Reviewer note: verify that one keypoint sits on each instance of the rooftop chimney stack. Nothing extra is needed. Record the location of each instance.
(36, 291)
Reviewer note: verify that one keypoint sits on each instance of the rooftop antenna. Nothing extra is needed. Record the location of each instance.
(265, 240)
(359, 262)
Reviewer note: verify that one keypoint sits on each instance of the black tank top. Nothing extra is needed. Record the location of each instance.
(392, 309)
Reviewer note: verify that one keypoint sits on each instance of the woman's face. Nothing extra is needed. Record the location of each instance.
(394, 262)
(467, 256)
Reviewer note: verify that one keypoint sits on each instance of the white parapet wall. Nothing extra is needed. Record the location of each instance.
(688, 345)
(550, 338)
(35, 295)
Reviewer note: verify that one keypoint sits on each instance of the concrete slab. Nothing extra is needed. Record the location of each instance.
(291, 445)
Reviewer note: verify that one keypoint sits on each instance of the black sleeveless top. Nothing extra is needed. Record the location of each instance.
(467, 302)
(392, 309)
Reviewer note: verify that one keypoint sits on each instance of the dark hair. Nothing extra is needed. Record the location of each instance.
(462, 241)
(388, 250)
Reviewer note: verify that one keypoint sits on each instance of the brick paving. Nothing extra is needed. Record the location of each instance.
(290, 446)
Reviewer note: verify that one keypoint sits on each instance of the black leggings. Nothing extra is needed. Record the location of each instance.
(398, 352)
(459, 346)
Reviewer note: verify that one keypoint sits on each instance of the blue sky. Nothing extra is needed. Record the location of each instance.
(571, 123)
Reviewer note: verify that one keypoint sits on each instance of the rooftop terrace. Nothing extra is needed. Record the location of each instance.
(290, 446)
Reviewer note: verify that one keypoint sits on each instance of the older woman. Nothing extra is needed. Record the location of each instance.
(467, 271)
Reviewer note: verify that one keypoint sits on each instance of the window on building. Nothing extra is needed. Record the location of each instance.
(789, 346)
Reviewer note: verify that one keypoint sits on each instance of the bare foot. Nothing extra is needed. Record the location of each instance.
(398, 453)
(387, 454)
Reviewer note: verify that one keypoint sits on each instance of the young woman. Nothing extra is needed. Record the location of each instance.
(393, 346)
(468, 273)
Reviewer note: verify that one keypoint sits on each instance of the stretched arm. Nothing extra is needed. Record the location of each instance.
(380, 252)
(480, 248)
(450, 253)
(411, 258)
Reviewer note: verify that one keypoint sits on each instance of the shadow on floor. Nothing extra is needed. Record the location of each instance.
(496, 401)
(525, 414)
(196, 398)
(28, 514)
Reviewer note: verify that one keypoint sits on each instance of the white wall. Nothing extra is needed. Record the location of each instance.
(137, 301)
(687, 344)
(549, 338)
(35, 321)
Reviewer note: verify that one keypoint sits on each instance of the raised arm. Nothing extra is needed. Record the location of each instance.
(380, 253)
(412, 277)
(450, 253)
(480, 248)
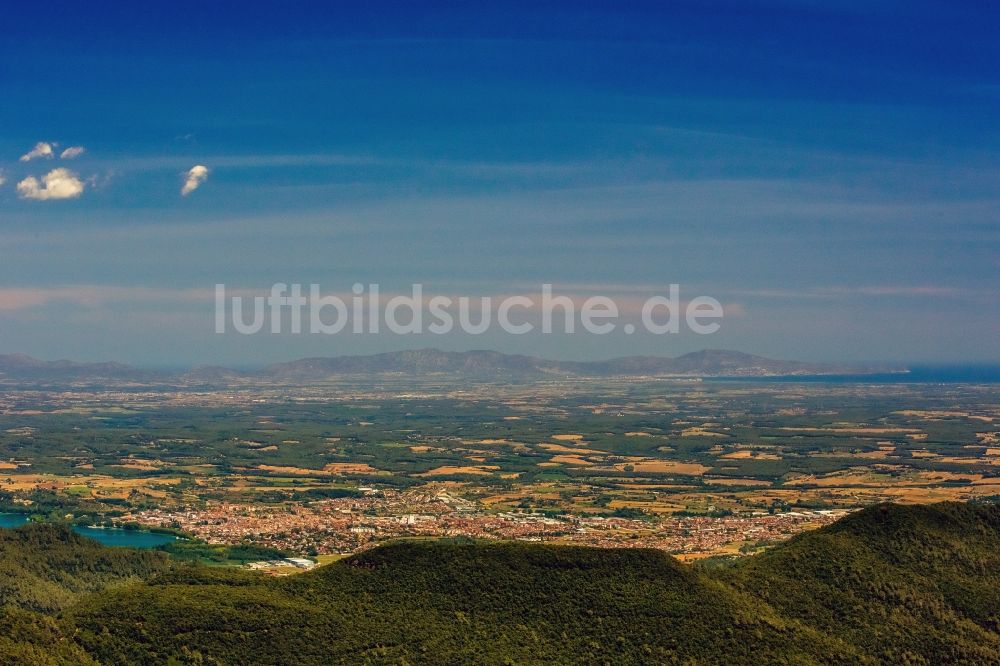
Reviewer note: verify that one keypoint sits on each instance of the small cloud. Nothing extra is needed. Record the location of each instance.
(41, 149)
(193, 179)
(72, 152)
(56, 184)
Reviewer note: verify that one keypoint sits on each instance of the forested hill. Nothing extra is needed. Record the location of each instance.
(890, 584)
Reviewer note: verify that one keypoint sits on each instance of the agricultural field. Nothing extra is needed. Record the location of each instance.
(620, 461)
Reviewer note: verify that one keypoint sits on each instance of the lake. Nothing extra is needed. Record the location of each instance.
(109, 536)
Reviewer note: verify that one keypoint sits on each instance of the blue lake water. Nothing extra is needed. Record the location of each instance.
(107, 536)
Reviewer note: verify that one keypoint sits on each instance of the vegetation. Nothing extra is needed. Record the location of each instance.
(890, 584)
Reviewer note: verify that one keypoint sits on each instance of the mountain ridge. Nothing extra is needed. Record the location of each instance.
(477, 363)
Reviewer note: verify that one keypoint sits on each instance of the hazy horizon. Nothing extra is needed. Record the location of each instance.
(828, 173)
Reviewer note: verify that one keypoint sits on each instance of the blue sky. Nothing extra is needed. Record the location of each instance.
(827, 170)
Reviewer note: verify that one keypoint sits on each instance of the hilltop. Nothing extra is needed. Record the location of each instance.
(889, 584)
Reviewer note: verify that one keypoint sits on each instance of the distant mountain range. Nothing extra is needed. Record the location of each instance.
(434, 362)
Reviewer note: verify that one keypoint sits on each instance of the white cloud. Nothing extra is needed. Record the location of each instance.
(56, 184)
(195, 176)
(41, 149)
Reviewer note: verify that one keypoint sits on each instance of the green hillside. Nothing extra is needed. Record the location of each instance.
(890, 584)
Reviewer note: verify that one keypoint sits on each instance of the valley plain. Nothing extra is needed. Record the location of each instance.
(696, 467)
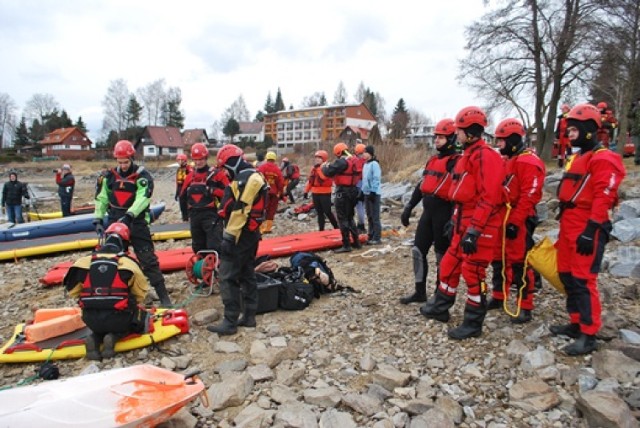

▸ **ACTIVITY**: Retype the entries exactly, skipping every picture.

▸ **EXPECTED ANSWER**:
Reviewer note: verify that one keypoint sits on each instance of the rooftop chimney stack. Nothing extra is needed. Record the location of each instance.
(36, 291)
Reviewer note: verify that one keypoint sits on each instance of the rooftop antenna. Nothing extra is needed. Record the location of each instance.
(265, 240)
(359, 262)
Reviewer note: verify that one keypoint sits on each instance of the black tank top. Nothing extra is needed. Record the location of each instance.
(392, 309)
Reviewer note: verify that one keypoint sits on each instance of the woman's face. Nothing extra is needed. Record the location of each instance.
(394, 262)
(467, 256)
Reviewer note: verify that one keypoint sits on each instance of the white parapet wall. Nothing extra is needed. Record the location of each instance.
(688, 345)
(550, 338)
(35, 295)
Reviewer note: verify that one keypoint sits on each instance of the concrete slab. Nothing extra is needed. Record the location of each instance.
(291, 445)
Reviewer note: verify that one keypoint sits on each instance of the black sleeveless top. Nothing extra is needed. Record the location of each instance.
(467, 302)
(392, 309)
Reviewer note: verify that one keypoint sits on each instance of the dark hair. Nothing extra is needed. Record the location of each instance.
(462, 241)
(388, 250)
Reviewer note: verify that one keypoint sits on each instance of the brick paving. Nothing extra is needed. Record the location of each instance.
(290, 446)
Reviewer note: verify that one keypoint sits on each instance of the black leggings. Nothing extra is needed. Record the location of each instance.
(398, 352)
(459, 346)
Reviewer note: verify that one keypoint sits on each instance of the blue sky. Nothing extra is needed. Record the location of each instance.
(571, 123)
Reviewer note: verify that one keypoint sits on each instance of the rooftop terrace. Nothing extra is needed. Record the location of each instance.
(290, 446)
Reviewer note: verify that one keypoint sits on each instance of the older woman. Nothing extra is needed. Record the location of each instance.
(467, 271)
Reviewer note: verify that one keypoint sits on each instance of the window on building. Nothing extra is needed. Record the location of each instance.
(789, 346)
Reviewer note: verify that one keypoint sits on each instance of the bare foot. Nothing extra is needed. Record the location of each instance.
(398, 453)
(387, 454)
Reviewer note: verify that one keypoint sits on each instance of the young woman. Nothing extra is needed. Record the location of each instance.
(393, 346)
(468, 273)
Reviewer note: verify that one keypoint sits on each instance of the stretched arm. Nothing extra is needed. Record the location of each instance.
(380, 252)
(480, 248)
(450, 253)
(411, 258)
Reviewer note: verify that one keypoint sits on each instance of the shadow on floor. Nothing extra is needed. Record the location of each instance.
(496, 401)
(525, 414)
(196, 398)
(28, 514)
Reviewer note: verify that one keypoint sits on each instance of the white wall. Nothing extra is needed. Record the location of each instance.
(137, 301)
(687, 344)
(549, 338)
(35, 321)
Reviewer note: verify that one keypoint sits on each instance of the raised arm. Nothing extra is needed. Record the location of each instance.
(380, 253)
(412, 277)
(450, 253)
(480, 248)
Reviewer note: verify that one keypoint sits on each instance of the small cloud. Nothing extra is needed. Record the location of each instance.
(41, 149)
(193, 179)
(72, 152)
(56, 184)
Reviewer note: verify that one keypoint sits on each instance of the forested hill. Nothing extra is needed. Record the location of each instance.
(890, 584)
Reviewer note: verify that one keypoint sits on each instance of the agricultural field. Nothing extra is needed. Record the location of each instance.
(620, 461)
Reviewer note: verify that one keypoint sits on each instance of the lake. Nothing extra is needed. Record the location of each instance.
(109, 536)
Reviewer note: verify that one keypoint sits on each instance of the blue lake water. Nothing extra is needed. Record the location of each instance.
(107, 536)
Reviewer note: verify that one keypoint sits on each instance of the vegetation. Nothing extra is needed. Record the location of each instance.
(890, 584)
Reviewer note: verify that one keypoint sits on each instance of the mountain ridge. Nothing extra is needed. Record the location of each instance.
(477, 363)
Reviewer note: verify that one keypoint sits on each instance of the hazy horizon. Nothing extra is needed. Record the location of each instance.
(828, 173)
Reviewer note: verify that one keypoint sits on each instance of the blue sky. Nothing extra is needed. Record the location of each instance.
(827, 170)
Reviewer note: verify that one keypoint sits on each instance of the hilltop. Nothing extra is needed. Record the location of each instance.
(889, 584)
Reviewer note: verify that one keypoint sits on each instance of the distant mountain range. Nothing extra is needed. Record the location of each instance.
(434, 362)
Reviewer note: verify that one keypoint sits on each instance of the white cloud. Nothing extra is needed. Record the location of each instance.
(56, 184)
(195, 176)
(41, 149)
Reviewer note: verify that one keypoint sits on each instance of the green hillside. Nothing extra is needed. Record the location of each instance.
(890, 584)
Reviewer note: verify that one keypoint sits on each instance of the valley plain. Nothing extra is needed. Record the location of each instance.
(696, 467)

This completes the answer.